• **WRITTEN INSTRUCTION**: Update the rows below by changing "Pick out each instance with a pin" to "Put a pin on every instance", with nothing else altered.
/---
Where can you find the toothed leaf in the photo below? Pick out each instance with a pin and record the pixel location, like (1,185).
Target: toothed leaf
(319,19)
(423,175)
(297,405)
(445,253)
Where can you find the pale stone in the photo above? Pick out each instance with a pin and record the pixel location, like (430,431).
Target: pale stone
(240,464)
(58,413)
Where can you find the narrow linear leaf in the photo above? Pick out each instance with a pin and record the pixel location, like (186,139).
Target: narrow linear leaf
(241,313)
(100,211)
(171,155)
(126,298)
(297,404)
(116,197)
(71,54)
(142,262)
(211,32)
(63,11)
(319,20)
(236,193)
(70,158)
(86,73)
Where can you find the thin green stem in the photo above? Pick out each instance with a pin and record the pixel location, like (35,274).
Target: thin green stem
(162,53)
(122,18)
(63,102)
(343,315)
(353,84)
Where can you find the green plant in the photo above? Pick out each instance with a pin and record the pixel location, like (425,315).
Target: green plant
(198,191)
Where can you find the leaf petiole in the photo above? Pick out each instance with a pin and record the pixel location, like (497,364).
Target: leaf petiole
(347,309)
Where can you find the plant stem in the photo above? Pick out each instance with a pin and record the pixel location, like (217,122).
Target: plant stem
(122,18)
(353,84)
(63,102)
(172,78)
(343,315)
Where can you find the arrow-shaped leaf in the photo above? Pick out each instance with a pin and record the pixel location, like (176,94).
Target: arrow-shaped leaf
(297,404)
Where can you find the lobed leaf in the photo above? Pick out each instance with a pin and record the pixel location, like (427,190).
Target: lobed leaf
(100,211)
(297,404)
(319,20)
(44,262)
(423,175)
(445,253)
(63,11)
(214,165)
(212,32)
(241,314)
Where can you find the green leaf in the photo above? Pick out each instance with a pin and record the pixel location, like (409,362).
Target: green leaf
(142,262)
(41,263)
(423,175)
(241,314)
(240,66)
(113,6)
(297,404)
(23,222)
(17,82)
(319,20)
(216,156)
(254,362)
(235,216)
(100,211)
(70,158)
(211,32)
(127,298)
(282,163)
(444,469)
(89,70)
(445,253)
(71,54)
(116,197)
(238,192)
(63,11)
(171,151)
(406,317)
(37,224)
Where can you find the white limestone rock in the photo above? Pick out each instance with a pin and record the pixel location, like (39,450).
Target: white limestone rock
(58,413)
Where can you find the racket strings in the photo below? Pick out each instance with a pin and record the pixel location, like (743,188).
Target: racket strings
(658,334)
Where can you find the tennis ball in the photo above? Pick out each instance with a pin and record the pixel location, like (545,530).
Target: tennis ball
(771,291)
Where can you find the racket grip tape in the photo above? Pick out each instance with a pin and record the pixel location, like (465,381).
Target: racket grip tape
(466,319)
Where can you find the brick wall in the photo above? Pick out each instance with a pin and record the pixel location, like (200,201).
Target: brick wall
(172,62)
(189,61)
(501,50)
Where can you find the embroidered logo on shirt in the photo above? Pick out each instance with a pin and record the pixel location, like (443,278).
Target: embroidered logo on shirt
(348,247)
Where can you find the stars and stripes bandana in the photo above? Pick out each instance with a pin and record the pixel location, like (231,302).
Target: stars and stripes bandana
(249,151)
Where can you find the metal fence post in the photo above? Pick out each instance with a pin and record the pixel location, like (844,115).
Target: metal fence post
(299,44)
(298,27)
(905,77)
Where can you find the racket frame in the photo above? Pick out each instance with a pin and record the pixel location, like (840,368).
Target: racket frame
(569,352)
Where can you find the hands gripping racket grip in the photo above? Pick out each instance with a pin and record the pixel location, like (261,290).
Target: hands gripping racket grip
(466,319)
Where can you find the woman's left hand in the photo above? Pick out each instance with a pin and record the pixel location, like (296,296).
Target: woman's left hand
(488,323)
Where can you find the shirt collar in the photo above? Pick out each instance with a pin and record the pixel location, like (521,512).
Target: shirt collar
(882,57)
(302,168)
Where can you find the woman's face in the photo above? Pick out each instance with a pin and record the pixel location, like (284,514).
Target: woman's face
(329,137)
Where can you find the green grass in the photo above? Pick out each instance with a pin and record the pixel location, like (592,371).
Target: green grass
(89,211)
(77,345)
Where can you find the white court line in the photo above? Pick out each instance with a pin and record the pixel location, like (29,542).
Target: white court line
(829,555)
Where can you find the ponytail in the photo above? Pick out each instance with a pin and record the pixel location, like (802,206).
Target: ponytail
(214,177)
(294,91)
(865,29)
\---
• **THE REPLY**:
Where can you find the toothed leaf in the photo below? Put a pin on every instance and record the pixel location, like (1,185).
Target: toothed leaf
(319,19)
(423,175)
(297,405)
(445,253)
Where can you find the pale stone in the photo above? Put a pin on every instance and record the pixel location, like (430,431).
Target: pale stone
(240,464)
(58,413)
Where can you find the narrow linear leaf in the photo above? Put a pin on every instance and record the pixel location, like (186,139).
Target: narrow linear leaf
(241,313)
(100,211)
(171,155)
(126,298)
(297,404)
(116,197)
(71,54)
(142,262)
(211,32)
(63,11)
(319,20)
(236,193)
(70,158)
(86,73)
Where can you find the thin green stem in the photo above? Put a pin on every instance and record the pixel location, like (35,274).
Target: thin green stem
(162,53)
(122,18)
(63,102)
(343,315)
(353,84)
Where can you find the green plant in the photo above? Put a pin on every instance and record the pixel location, like (425,315).
Target: green plant
(198,191)
Where can you find the leaf petiole in the photo above? Put a pin on every instance and record the pixel location, like (497,364).
Target: leaf petiole
(347,309)
Where can you find the plant stem in the photo above? Put a pin on every instance and record the pixel location, like (217,122).
Target: plant stem
(122,18)
(353,84)
(63,102)
(172,78)
(343,315)
Where can you find the arrow-shaped leaf in the photo above? Put a pin on every instance and record the pixel location, like (176,94).
Target: arrow-shaped leaf
(297,404)
Where can you find the lobed leaf in the photo above? Put a pin on every instance and record the pixel location, like (427,190).
Target: lobed leaf
(100,211)
(297,404)
(319,20)
(44,262)
(423,175)
(445,253)
(63,11)
(214,165)
(212,32)
(241,314)
Where can you find the green leaf in the photo above? Put a pin on every instance and record the pixel location, like (409,362).
Target: green leaf
(142,262)
(41,263)
(423,175)
(241,314)
(240,66)
(113,6)
(297,404)
(23,222)
(17,82)
(319,20)
(216,156)
(254,362)
(235,216)
(100,211)
(70,158)
(211,32)
(127,298)
(282,163)
(444,469)
(89,70)
(445,253)
(71,54)
(116,197)
(238,192)
(63,11)
(171,151)
(406,317)
(37,224)
Where can you find the white limestone rock in the photo above? Put a pin on every instance and record the pixel location, like (39,450).
Target: white limestone rock
(58,413)
Where can you find the racket strings in the photo below? Put a pin on every instance and record the pixel location, like (743,188).
Target: racket strings
(658,334)
Where can you find the tennis ball in the photo above? Put a pin on every instance and record the pixel location, like (545,530).
Target: tennis ball
(771,291)
Where can you find the racket grip tape in the photo above? Put a pin on every instance and record the pixel location, like (465,381).
Target: racket grip tape
(466,319)
Where can you find the brick wall in the photo above? Put a pin on every instance and record the pixel location, like (200,201).
Target: brick wall
(172,62)
(189,61)
(501,50)
Where can you find the embroidered logo on shirt in the photo above? Put a pin on every instance and record the pixel location, like (443,278).
Target: embroidered logo on shirt
(348,247)
Where can you find the stars and stripes bandana in the photo above? Put a pin on every instance and record the pixel location, like (231,302).
Target: stars and stripes bandana
(249,151)
Where can you find the metal fence post in the photo above? Put a pin on every instance and record the pixel location, like (844,115).
Target: metal fence post
(299,44)
(298,27)
(905,77)
Where can you find the racket frame in the photo above? Put a pin on every instance and record the pixel location, like (840,368).
Target: racket frame
(569,352)
Where can you find the hands gripping racket grip in the photo above? Put a pin on every instance and record the pixel location, like (261,290).
Target: hands gripping racket grip
(466,319)
Where can you find the woman's left hand in the photo above? Put a pin on every instance and record the pixel location, like (296,296).
Target: woman's left hand
(488,323)
Where can you find the shirt collar in the photo above? Put a pin on every instance and record the pixel location, like (521,512).
Target: shirt collar
(882,57)
(302,168)
Where can you find the woman's face in the photo above? Put a pin on every instance and record the pixel location, like (284,514).
Target: woman's face
(329,137)
Where can you find the green grass in the photo above? Put a pin on every instance and record the pixel location, like (592,371).
Target: green grass
(89,211)
(77,345)
Where can you find the white court line in the photo above? Put a pin on every instance and record the pixel location, like (29,542).
Target: white court line
(829,555)
Where can you find the ponytail in the photo above? Put a pin on every instance and record the pixel location, like (802,206).
Target: ponytail
(214,177)
(294,91)
(865,29)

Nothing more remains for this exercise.